[Source data]
━━━━━━━━━━━━━━━━

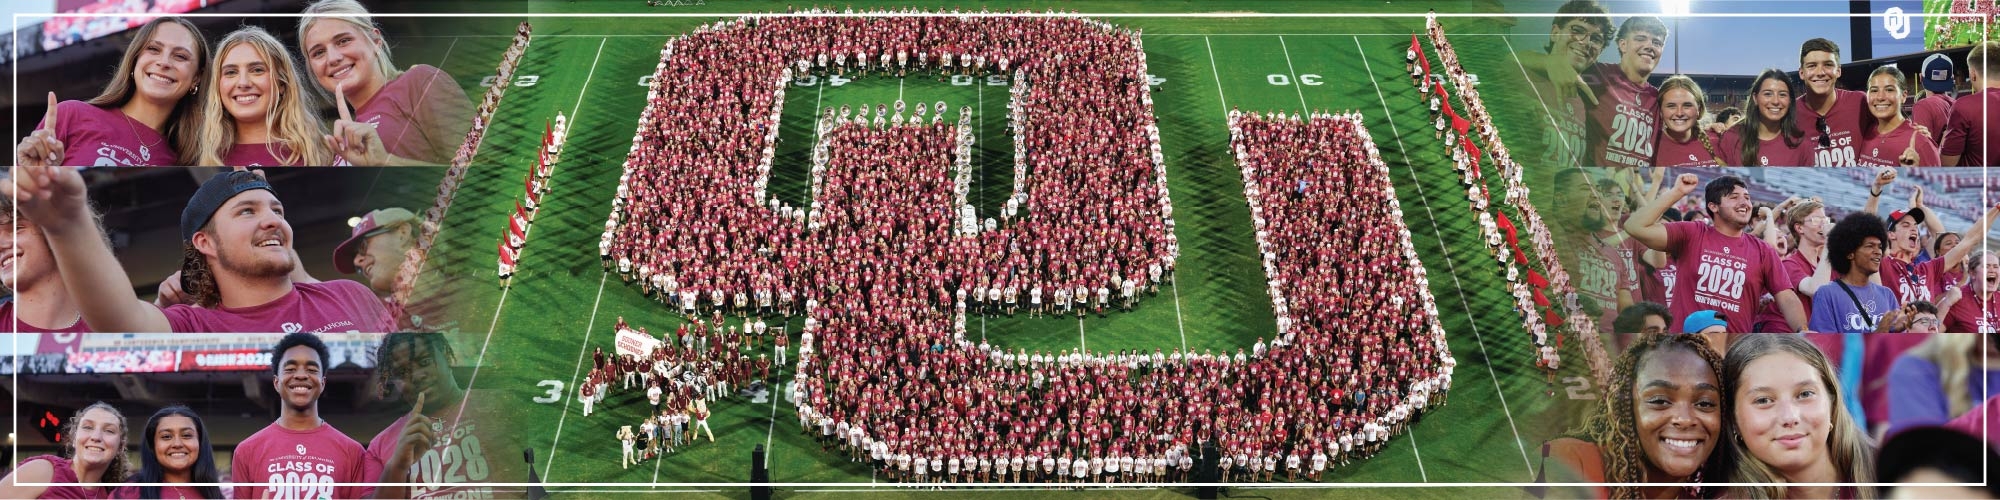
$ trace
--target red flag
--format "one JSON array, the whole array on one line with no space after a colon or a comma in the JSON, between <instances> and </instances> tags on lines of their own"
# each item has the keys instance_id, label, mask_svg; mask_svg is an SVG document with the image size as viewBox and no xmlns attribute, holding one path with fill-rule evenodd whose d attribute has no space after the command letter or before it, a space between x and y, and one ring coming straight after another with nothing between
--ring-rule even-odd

━━━━━━━━━━━━━━━━

WORK ORDER: From the line holding "# each item" down to the final line above, quote every line exactly and only those lines.

TASK SOLUTION:
# each item has the keys instance_id, label, mask_svg; mask_svg is an SVG document with the image size as viewBox and no xmlns attribute, holding one path with fill-rule evenodd whose d attribute has no space after the command letter or before it, a space between x and y, and one ring coming straight after another with nothing between
--ring-rule even-odd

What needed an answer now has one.